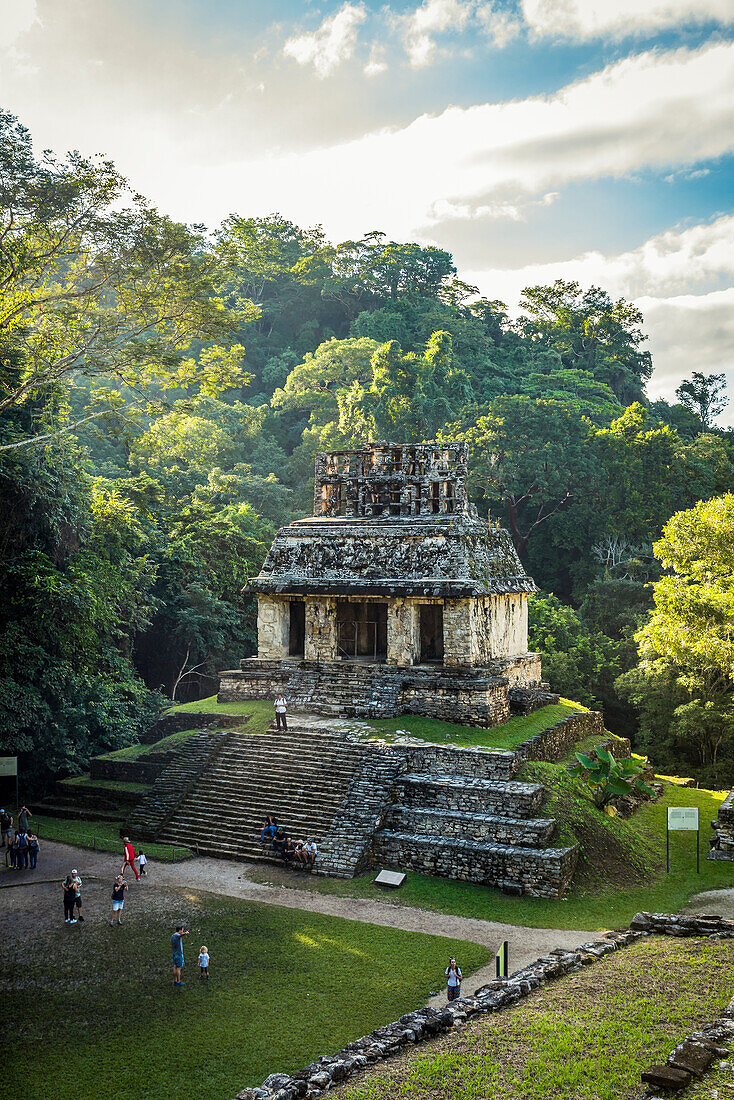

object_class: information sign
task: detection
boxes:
[668,806,699,833]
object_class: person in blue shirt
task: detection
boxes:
[171,924,188,986]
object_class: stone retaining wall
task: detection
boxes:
[396,774,545,817]
[375,829,579,898]
[89,757,163,783]
[234,913,734,1100]
[516,711,632,763]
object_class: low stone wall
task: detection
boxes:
[516,711,632,763]
[314,748,405,879]
[374,829,579,898]
[393,744,519,780]
[385,805,556,848]
[89,757,166,783]
[396,774,545,817]
[234,913,734,1100]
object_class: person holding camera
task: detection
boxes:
[446,955,462,1001]
[171,924,188,986]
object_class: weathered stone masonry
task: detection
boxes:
[219,443,541,726]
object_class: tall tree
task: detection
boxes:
[518,279,653,405]
[0,112,254,451]
[676,371,728,431]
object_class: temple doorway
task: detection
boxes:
[420,604,443,664]
[337,600,387,661]
[288,600,306,657]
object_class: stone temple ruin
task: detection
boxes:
[219,442,550,726]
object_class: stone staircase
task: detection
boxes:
[373,748,578,898]
[157,723,364,861]
[127,729,233,840]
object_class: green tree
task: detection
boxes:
[676,371,728,431]
[621,493,734,766]
[459,395,594,558]
[0,112,255,451]
[518,279,653,405]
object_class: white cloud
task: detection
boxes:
[636,287,734,425]
[283,3,366,79]
[403,0,475,68]
[0,0,37,50]
[178,43,734,239]
[522,0,734,39]
[462,216,734,424]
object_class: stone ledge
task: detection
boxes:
[235,913,734,1100]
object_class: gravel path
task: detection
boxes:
[0,840,599,1005]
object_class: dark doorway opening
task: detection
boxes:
[337,600,387,661]
[288,600,306,657]
[420,604,443,664]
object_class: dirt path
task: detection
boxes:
[0,840,599,1004]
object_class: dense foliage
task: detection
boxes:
[0,113,734,778]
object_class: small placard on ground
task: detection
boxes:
[375,871,406,887]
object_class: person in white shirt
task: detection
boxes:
[275,692,288,729]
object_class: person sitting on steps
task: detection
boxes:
[275,692,288,729]
[260,814,277,844]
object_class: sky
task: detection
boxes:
[0,0,734,425]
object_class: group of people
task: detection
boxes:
[171,924,210,986]
[260,814,318,868]
[62,836,147,926]
[0,805,41,871]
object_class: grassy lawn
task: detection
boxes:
[251,778,734,930]
[0,884,490,1100]
[370,699,587,749]
[33,814,191,862]
[167,695,274,734]
[61,776,152,794]
[338,936,734,1100]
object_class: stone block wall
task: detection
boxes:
[305,596,337,661]
[375,831,579,898]
[396,774,545,817]
[258,596,291,660]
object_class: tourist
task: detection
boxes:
[302,837,318,867]
[171,924,188,986]
[110,875,128,928]
[120,836,140,880]
[0,810,13,848]
[273,825,286,856]
[260,814,277,844]
[62,875,76,924]
[446,955,462,1001]
[15,818,28,871]
[72,868,84,923]
[275,692,288,729]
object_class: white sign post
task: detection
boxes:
[0,757,20,810]
[666,806,701,875]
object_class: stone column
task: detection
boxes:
[443,600,474,664]
[386,597,420,668]
[258,595,291,661]
[304,596,337,661]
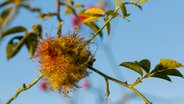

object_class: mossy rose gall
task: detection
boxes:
[36,35,92,94]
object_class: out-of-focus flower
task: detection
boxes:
[39,81,48,91]
[36,35,92,95]
[72,15,89,27]
[82,80,91,90]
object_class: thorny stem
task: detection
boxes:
[56,0,62,34]
[88,66,151,104]
[6,74,43,104]
[87,7,120,43]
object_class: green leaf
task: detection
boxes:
[85,22,103,38]
[1,7,13,19]
[0,26,27,39]
[79,8,105,23]
[32,24,42,36]
[160,59,183,69]
[160,69,183,78]
[138,59,151,73]
[150,73,172,82]
[105,15,111,35]
[25,33,38,58]
[120,62,143,76]
[136,0,149,5]
[6,36,22,60]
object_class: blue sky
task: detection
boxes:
[0,0,184,104]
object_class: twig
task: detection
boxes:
[6,74,43,104]
[87,6,120,43]
[88,66,151,104]
[56,0,62,36]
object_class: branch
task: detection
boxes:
[6,74,43,104]
[88,66,151,104]
[56,0,63,35]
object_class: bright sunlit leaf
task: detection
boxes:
[136,0,149,5]
[79,8,105,23]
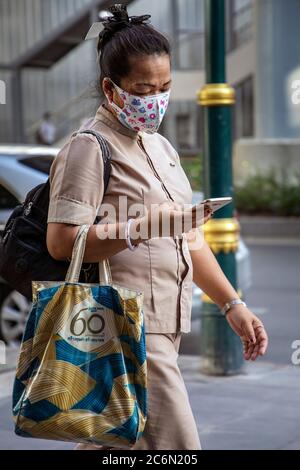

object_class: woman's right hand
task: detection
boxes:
[130,201,213,242]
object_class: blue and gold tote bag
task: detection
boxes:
[13,225,147,449]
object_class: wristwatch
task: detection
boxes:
[221,299,247,315]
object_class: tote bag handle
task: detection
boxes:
[65,225,112,285]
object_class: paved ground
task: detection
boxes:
[0,243,300,450]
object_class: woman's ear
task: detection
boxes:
[102,77,113,101]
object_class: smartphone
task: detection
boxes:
[199,197,232,212]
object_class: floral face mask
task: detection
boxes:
[106,80,170,134]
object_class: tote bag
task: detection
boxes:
[13,225,147,449]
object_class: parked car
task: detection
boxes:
[0,149,251,345]
[0,145,59,344]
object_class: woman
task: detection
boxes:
[47,5,267,450]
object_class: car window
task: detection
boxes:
[0,184,19,210]
[19,155,54,175]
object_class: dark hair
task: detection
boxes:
[97,4,171,92]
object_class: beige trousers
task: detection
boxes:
[75,333,201,450]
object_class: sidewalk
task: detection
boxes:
[179,356,300,450]
[0,355,300,450]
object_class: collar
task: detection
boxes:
[95,104,144,140]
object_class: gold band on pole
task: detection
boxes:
[197,83,235,106]
[203,218,240,254]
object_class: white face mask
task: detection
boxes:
[106,80,171,134]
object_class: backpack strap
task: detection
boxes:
[72,129,111,223]
[72,129,111,193]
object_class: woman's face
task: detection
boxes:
[103,54,171,113]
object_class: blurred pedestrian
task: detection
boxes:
[36,111,56,145]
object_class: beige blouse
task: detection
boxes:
[48,105,193,333]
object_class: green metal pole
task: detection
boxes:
[199,0,243,375]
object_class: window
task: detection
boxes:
[233,77,254,139]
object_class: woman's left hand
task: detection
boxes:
[226,305,268,361]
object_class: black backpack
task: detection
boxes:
[0,130,111,300]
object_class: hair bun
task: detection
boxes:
[108,3,129,21]
[98,3,151,52]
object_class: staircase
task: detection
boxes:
[0,0,131,143]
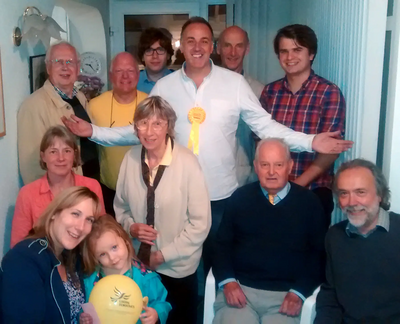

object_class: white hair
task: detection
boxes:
[254,137,292,161]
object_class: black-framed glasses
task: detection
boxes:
[144,47,167,56]
[135,119,168,131]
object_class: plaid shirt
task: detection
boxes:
::::::::::
## YOUR INSTRUCTIONS
Can you rewrite every row above as a numbered list, skipping the blank lines and leaving the pictures out?

## SOLUTION FOR THIS TASK
1. object_class: information sign
2. task: detection
3. boxes:
4. [668,806,699,833]
5. object_class: person in blue shirt
6. task: detection
7. boxes:
8. [171,924,188,986]
9. object_class: stone retaining wall
10. task: detection
11. boxes:
12. [396,774,545,817]
13. [375,829,579,898]
14. [89,757,163,783]
15. [234,913,734,1100]
16. [516,711,632,763]
17. object_class: low stone wall
18. task: detection
19. boxes:
20. [516,711,632,763]
21. [314,748,405,879]
22. [374,829,579,898]
23. [393,744,519,780]
24. [385,805,556,848]
25. [89,757,166,783]
26. [396,774,545,817]
27. [234,913,734,1100]
28. object_class: person holding camera
29. task: detection
30. boxes:
31. [446,955,462,1001]
32. [171,924,188,986]
33. object_class: weathered stone masonry
34. task: detection
35. boxes:
36. [219,443,541,726]
37. object_class: tall tree
38. task: detection
39. boxes:
40. [518,279,653,405]
41. [0,112,254,451]
42. [676,371,728,431]
43. object_class: temple doorway
44. task: detection
45. boxes:
46. [420,604,443,664]
47. [337,600,387,661]
48. [288,600,306,657]
49. object_class: stone temple ruin
50. task: detection
51. boxes:
52. [219,442,550,726]
53. object_class: stone staircase
54. task: detection
55. boxes:
56. [373,748,578,898]
57. [157,723,364,861]
58. [127,729,233,840]
59. object_class: green tree
60. task: detection
61. boxes:
62. [676,371,728,431]
63. [621,493,734,766]
64. [459,395,594,558]
65. [0,112,255,451]
66. [518,279,653,405]
67. object_class: white cloud
68. task: detection
69. boxes:
70. [636,287,734,425]
71. [283,3,366,79]
72. [403,0,475,68]
73. [0,0,37,50]
74. [178,43,734,239]
75. [522,0,734,39]
76. [462,216,734,424]
77. object_class: stone ledge
78. task: detection
79. boxes:
80. [235,913,734,1100]
81. object_class: gravel path
82. task: detection
83. boxes:
84. [0,840,599,1005]
85. object_class: dark doorway opening
86. task: detection
87. boxes:
88. [337,600,387,661]
89. [288,600,306,657]
90. [420,604,443,664]
91. object_class: dirt path
92. task: detection
93. boxes:
94. [0,840,599,1004]
95. object_class: dense foliage
96. task: detection
97. boxes:
98. [0,113,734,778]
99. object_class: small placard on ground
100. task: detection
101. boxes:
102. [375,871,406,887]
103. object_class: person in white shirt
104. task: detection
105. boxes:
106. [275,692,288,729]
107. object_class: person sitting on steps
108. task: detection
109. boxes:
110. [275,692,288,729]
111. [260,814,277,844]
112. object_class: sky
113. task: detection
114. boxes:
115. [0,0,734,425]
116. object_class: group of people
117. task: detection
118. boxes:
119. [171,924,210,986]
120. [260,814,318,868]
121. [62,836,147,926]
122. [0,805,41,871]
123. object_class: grassy lawn
124. task: detection
125. boxes:
126. [251,778,734,930]
127. [0,884,490,1100]
128. [370,699,587,749]
129. [33,814,191,862]
130. [167,695,274,734]
131. [61,776,152,794]
132. [338,936,734,1100]
133. object_class: stone block wall
134. task: detection
135. boxes:
136. [305,596,337,661]
137. [375,831,579,898]
138. [396,774,545,817]
139. [258,596,291,660]
140. object_class: tourist
141. task: detection
142. boxes:
143. [302,837,318,867]
144. [171,924,188,986]
145. [110,875,128,928]
146. [120,836,140,880]
147. [0,810,13,848]
148. [273,825,286,856]
149. [260,814,277,844]
150. [62,875,76,924]
151. [446,955,462,1001]
152. [15,818,28,871]
153. [72,868,84,923]
154. [275,692,288,729]
155. object_class: white sign post
156. task: detection
157. boxes:
158. [0,757,20,810]
159. [666,806,701,875]
160. object_class: stone column
161. task: detection
162. boxes:
163. [443,600,474,664]
164. [386,597,420,668]
165. [258,595,291,661]
166. [304,596,337,661]
167. object_class: mossy rose gall
168. task: detection
169. boxes:
170. [36,35,92,94]
171. object_class: out-of-focus flower
172. task: detection
173. boxes:
174. [39,81,48,91]
175. [36,35,92,95]
176. [72,15,89,27]
177. [82,80,91,90]
178. object_class: thorny stem
179. task: detection
180. boxes:
181. [56,0,62,34]
182. [88,66,151,104]
183. [6,74,43,104]
184. [87,7,120,43]
185. object_class: green leaf
186. task: detection
187. boxes:
188. [85,22,103,38]
189. [1,7,13,19]
190. [0,26,27,39]
191. [79,8,105,23]
192. [32,24,42,36]
193. [160,59,183,69]
194. [160,69,183,78]
195. [138,59,151,73]
196. [150,73,172,82]
197. [105,15,111,35]
198. [25,33,38,58]
199. [120,62,143,76]
200. [136,0,149,5]
201. [6,36,22,60]
202. object_class: blue sky
203. task: detection
204. boxes:
205. [0,0,184,104]
206. object_class: twig
207. task: detection
208. boxes:
209. [6,74,43,104]
210. [87,6,120,43]
211. [88,66,151,104]
212. [56,0,62,36]
213. object_class: branch
214. task: detection
215. boxes:
216. [6,74,43,104]
217. [88,66,151,104]
218. [56,0,63,35]
219. object_class: bright sunlit leaf
220. task: detection
221. boxes:
222. [136,0,149,5]
223. [79,8,105,23]
224. object_class: woman's right hand
225. task: detection
226. boxes:
227. [130,201,213,242]
228. object_class: blue and gold tote bag
229. task: detection
230. boxes:
231. [13,225,147,449]
232. object_class: wristwatch
233. task: detection
234. boxes:
235. [221,299,247,315]
236. object_class: tote bag handle
237. task: detection
238. boxes:
239. [65,225,112,285]
240. object_class: paved ground
241. task: detection
242. boxes:
243. [0,243,300,450]
244. object_class: woman's ear
245. task: detection
246. boxes:
247. [102,77,113,101]
248. object_class: smartphone
249. task: detection
250. boxes:
251. [199,197,232,212]
252. object_class: floral face mask
253. task: detection
254. boxes:
255. [106,80,170,134]
256. object_class: tote bag
257. task: detection
258. boxes:
259. [13,225,147,449]
260. object_class: parked car
261. task: detection
262. boxes:
263. [0,149,251,345]
264. [0,145,59,344]
265. object_class: woman
266. task: detection
267. boxes:
268. [47,5,267,450]
269. object_class: car window
270. task: detection
271. boxes:
272. [0,184,19,210]
273. [19,155,54,175]
274. object_class: dark hair
275. task: detection
276. boxes:
277. [97,4,171,92]
278. object_class: beige trousers
279. task: detection
280. boxes:
281. [75,333,201,450]
282. object_class: sidewalk
283. task: detection
284. boxes:
285. [179,356,300,450]
286. [0,355,300,450]
287. object_class: collar
288. task: detection
289. boxes:
290. [95,104,144,140]
291. object_class: gold band on pole
292. task: detection
293. boxes:
294. [197,83,235,106]
295. [203,218,240,254]
296. object_class: white face mask
297. task: detection
298. boxes:
299. [106,80,171,134]
300. object_class: backpack strap
301. task: detection
302. boxes:
303. [72,129,111,223]
304. [72,129,111,193]
305. object_class: woman's face
306. task: detection
307. boxes:
308. [103,54,171,113]
309. object_class: blurred pedestrian
310. task: detection
311. boxes:
312. [36,111,56,145]
313. object_class: beige blouse
314. task: detection
315. boxes:
316. [48,105,193,333]
317. object_class: green metal pole
318. task: detection
319. boxes:
320. [199,0,243,375]
321. object_class: window
322. task: detection
323. boxes:
324. [233,77,254,139]
325. object_class: woman's left hand
326. task: detection
327. boxes:
328. [226,305,268,361]
329. object_class: black backpack
330. task: detection
331. boxes:
332. [0,130,111,300]
333. object_class: hair bun
334. task: detection
335. boxes:
336. [108,3,129,21]
337. [98,3,151,52]
338. object_class: staircase
339. task: detection
340. boxes:
341. [0,0,131,143]
342. object_class: white hair
343. task: detection
344. boxes:
345. [254,137,292,161]
346. object_class: black-framed glasses
347. task: detection
348. boxes:
349. [144,47,167,56]
350. [135,119,168,131]
351. object_class: plaid shirt
352. task: detection
353. boxes:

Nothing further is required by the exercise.